• **EXERCISE**: Every entry, from the first line to the last, should be output exactly.

━━ THE INPUT ━━

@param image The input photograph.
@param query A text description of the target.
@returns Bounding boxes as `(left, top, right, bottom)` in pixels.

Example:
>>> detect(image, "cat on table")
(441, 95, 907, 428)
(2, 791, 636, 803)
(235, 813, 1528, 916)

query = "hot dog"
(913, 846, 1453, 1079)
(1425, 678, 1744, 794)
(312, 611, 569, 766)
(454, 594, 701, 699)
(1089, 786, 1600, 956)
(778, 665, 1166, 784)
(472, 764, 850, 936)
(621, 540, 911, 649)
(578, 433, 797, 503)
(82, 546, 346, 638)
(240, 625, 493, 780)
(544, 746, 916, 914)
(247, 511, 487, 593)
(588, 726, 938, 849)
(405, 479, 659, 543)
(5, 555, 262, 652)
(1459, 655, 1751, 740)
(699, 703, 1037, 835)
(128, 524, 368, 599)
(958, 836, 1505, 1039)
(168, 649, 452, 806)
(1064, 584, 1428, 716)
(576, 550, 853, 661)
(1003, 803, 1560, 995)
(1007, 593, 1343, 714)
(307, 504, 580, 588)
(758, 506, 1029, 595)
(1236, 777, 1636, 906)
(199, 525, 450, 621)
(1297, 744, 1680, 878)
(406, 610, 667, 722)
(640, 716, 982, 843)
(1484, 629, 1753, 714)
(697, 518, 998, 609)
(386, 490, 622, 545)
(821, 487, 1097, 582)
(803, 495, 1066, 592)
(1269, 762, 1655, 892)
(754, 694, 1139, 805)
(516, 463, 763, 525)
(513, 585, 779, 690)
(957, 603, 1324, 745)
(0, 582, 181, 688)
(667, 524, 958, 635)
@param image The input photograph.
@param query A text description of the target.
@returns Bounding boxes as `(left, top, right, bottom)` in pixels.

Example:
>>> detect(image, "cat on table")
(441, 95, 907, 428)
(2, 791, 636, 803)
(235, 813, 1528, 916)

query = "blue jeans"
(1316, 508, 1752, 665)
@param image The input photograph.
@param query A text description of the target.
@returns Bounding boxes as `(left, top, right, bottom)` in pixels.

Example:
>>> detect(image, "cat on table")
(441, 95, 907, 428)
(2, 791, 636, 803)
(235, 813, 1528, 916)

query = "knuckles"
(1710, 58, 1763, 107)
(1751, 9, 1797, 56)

━━━

• **SOLUTION BELOW**:
@param image The input photograph.
@param query A text description of the target.
@returns Bounding boxes as `(left, top, right, bottom)` in pixels.

Example:
>>> detect(image, "cat on table")
(441, 95, 907, 428)
(2, 791, 636, 803)
(235, 813, 1528, 916)

query = "hot dog"
(913, 846, 1453, 1079)
(1425, 678, 1744, 794)
(312, 611, 569, 766)
(454, 594, 701, 699)
(1089, 786, 1600, 956)
(778, 665, 1166, 784)
(472, 764, 850, 936)
(621, 540, 911, 649)
(578, 433, 797, 503)
(82, 546, 346, 638)
(240, 625, 493, 780)
(544, 746, 916, 914)
(247, 511, 487, 593)
(588, 726, 938, 849)
(405, 479, 659, 543)
(5, 555, 262, 652)
(1459, 655, 1751, 740)
(699, 703, 1037, 835)
(128, 524, 368, 599)
(958, 836, 1505, 1039)
(168, 649, 452, 806)
(1064, 584, 1428, 716)
(576, 550, 853, 661)
(1003, 803, 1560, 995)
(1007, 593, 1343, 714)
(307, 504, 580, 588)
(758, 506, 1029, 595)
(1236, 777, 1636, 906)
(199, 525, 450, 621)
(1297, 744, 1680, 878)
(406, 610, 667, 722)
(640, 716, 982, 843)
(1484, 629, 1753, 714)
(697, 518, 998, 609)
(386, 490, 622, 545)
(821, 487, 1097, 582)
(803, 495, 1066, 592)
(1269, 762, 1655, 892)
(754, 694, 1139, 805)
(516, 463, 763, 525)
(513, 585, 779, 690)
(957, 603, 1324, 745)
(0, 582, 181, 688)
(667, 524, 958, 635)
@param image The input photograph.
@param query A text description of the target.
@returns Bounding boxes as `(left, top, right, bottom)` in pixels.

Example:
>>> detect(image, "cat on table")
(441, 95, 907, 428)
(2, 791, 636, 803)
(235, 813, 1528, 916)

query = "blue jeans"
(1316, 508, 1752, 665)
@param image The input photograph.
@param query A text description of the target.
@returns Bounding boxes as `(left, top, right, bottom)` in pixels.

Example:
>>> detect(image, "cat on table")
(441, 95, 907, 428)
(2, 791, 636, 803)
(235, 813, 1528, 916)

query = "knuckles"
(1710, 58, 1763, 107)
(1751, 9, 1797, 56)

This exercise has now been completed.